[Photo-based referring expression data]
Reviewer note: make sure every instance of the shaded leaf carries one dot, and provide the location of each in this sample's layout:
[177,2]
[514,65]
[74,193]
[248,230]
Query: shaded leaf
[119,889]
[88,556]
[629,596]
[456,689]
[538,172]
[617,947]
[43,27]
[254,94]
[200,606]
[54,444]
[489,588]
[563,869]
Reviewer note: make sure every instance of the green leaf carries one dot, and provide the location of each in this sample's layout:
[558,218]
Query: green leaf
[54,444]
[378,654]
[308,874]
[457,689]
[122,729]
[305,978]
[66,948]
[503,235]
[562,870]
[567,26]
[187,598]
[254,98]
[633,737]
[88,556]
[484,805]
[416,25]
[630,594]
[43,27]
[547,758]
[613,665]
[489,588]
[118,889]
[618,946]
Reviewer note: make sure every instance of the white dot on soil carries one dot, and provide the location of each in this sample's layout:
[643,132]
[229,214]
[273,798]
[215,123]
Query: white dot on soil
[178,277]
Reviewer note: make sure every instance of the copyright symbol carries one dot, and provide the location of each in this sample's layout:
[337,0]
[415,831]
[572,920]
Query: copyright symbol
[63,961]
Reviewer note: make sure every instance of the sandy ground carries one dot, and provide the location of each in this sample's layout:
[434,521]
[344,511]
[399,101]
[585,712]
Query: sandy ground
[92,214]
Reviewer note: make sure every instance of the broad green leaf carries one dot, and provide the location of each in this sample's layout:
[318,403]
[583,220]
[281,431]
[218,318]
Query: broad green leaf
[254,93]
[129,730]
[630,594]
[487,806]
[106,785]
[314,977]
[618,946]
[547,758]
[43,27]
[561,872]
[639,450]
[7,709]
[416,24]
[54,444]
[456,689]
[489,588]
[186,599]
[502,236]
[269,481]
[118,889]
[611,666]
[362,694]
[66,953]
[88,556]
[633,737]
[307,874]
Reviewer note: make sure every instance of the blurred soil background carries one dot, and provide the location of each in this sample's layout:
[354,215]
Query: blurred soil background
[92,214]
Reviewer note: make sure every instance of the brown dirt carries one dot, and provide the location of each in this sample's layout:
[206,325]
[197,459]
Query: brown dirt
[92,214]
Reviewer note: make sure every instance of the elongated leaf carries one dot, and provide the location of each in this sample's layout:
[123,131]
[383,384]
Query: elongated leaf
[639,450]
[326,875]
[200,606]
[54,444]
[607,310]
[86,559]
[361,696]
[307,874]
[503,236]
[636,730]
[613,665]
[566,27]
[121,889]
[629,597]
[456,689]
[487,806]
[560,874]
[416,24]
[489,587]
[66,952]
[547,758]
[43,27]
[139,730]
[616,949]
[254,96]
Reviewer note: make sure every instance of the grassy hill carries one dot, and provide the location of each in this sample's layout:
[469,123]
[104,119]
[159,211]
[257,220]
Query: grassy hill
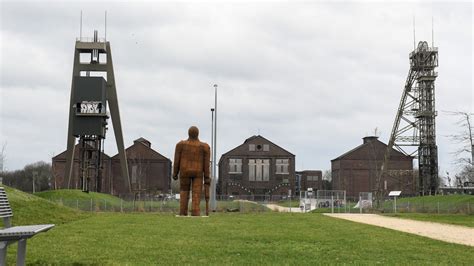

- [WHAT YOU WILL DO]: For the entries above, return an exact copy that omits the images.

- [EXERCISE ANSWER]:
Reviewer note: make sure every instance of the shaded leaf carries one dot, and provide the location of each in this sample's layout:
[177,2]
[514,65]
[74,193]
[248,230]
Query: shaded leaf
[119,889]
[88,556]
[629,596]
[456,689]
[538,172]
[617,947]
[43,27]
[254,94]
[200,606]
[54,444]
[489,588]
[563,869]
Reviewer note: make sure every instance of the green leaf carries one dot, and provide the location of each in this sample's layout:
[558,218]
Query: green leaf
[54,444]
[378,654]
[308,874]
[457,689]
[122,729]
[305,978]
[66,948]
[503,235]
[562,870]
[567,26]
[187,598]
[254,98]
[633,737]
[88,556]
[484,805]
[416,25]
[630,594]
[43,27]
[547,758]
[613,665]
[489,588]
[118,889]
[618,946]
Reviewer note: make sure every instance of the white dot on soil carries one dot, and provide the location of each in this sample's layout:
[643,132]
[229,214]
[273,798]
[215,123]
Query: white dot on soil
[178,277]
Reviewer note: make sure every instance of the copyright symbol carries one dot, and provide the location of each in this sample's layout:
[337,0]
[415,831]
[572,920]
Query: copyright symbol
[63,961]
Reviewer note: make sure every instance of the sandy ground carries one dot, and provide the location of each in this sample's layout:
[434,521]
[344,511]
[399,101]
[585,712]
Query: sandy ground
[92,214]
Reviewer note: make sure every instance of the broad green leaf carries one dot, and provide the location of each in this sample's layout:
[318,403]
[583,220]
[281,431]
[218,318]
Query: broad green leaf
[254,93]
[129,730]
[630,594]
[487,806]
[106,785]
[314,977]
[618,946]
[547,758]
[43,27]
[561,872]
[639,450]
[7,709]
[416,24]
[54,444]
[456,689]
[489,588]
[186,599]
[502,236]
[269,481]
[118,889]
[611,666]
[362,694]
[66,953]
[88,556]
[633,737]
[307,874]
Reviewer note: make sure every instance of the blurred soil background carries one dot, and provide the location of each in this sample's layout:
[354,215]
Query: blurred soil background
[92,214]
Reviewer note: make sure every instance of the brown dirt carries one dot, and provide the location of each in this sample's layout:
[206,325]
[197,459]
Query: brown dirt
[92,214]
Reviewer note: make sure every instance of the elongated leaf carries one dot, and provide the location of each in this sample's layout:
[123,131]
[383,384]
Query: elongated leaf
[639,450]
[326,875]
[200,606]
[54,444]
[607,310]
[86,559]
[361,696]
[307,874]
[503,236]
[636,730]
[613,665]
[566,27]
[121,889]
[629,597]
[456,689]
[487,806]
[560,874]
[416,24]
[489,587]
[66,952]
[547,758]
[43,27]
[139,730]
[616,949]
[254,96]
Reviewer note: make sure every instance of the grassy hill carries one dot, and provide the location of each in this sample's layout:
[469,123]
[104,119]
[159,211]
[257,220]
Query: grassy hill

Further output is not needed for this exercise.